PROBLEM => From the listing below, reproduce word for word the part that opens with the line containing "Exercise. Mark the lamp" and closes with the line containing "Exercise. Mark the mountain"; reproduce nothing else.

LISTED ENTRIES =>
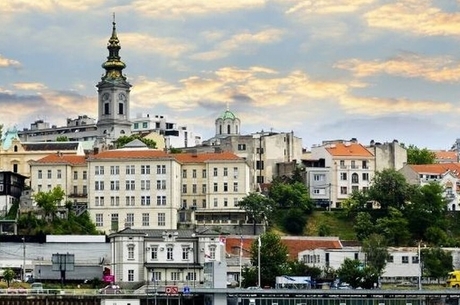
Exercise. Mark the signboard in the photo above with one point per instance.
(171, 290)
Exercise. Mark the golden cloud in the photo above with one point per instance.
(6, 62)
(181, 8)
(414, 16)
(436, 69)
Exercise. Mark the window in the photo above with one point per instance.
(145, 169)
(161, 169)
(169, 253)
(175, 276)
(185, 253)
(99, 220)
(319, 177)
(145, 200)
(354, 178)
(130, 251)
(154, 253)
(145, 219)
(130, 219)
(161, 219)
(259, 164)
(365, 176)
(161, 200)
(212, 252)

==

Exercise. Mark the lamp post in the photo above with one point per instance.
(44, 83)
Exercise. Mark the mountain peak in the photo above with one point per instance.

SOLVED PROBLEM =>
Exercise. Mark the lamp post in the photo above with one point per instance.
(44, 83)
Exercise. Mark the mountain peak in the photo above with one point per instance.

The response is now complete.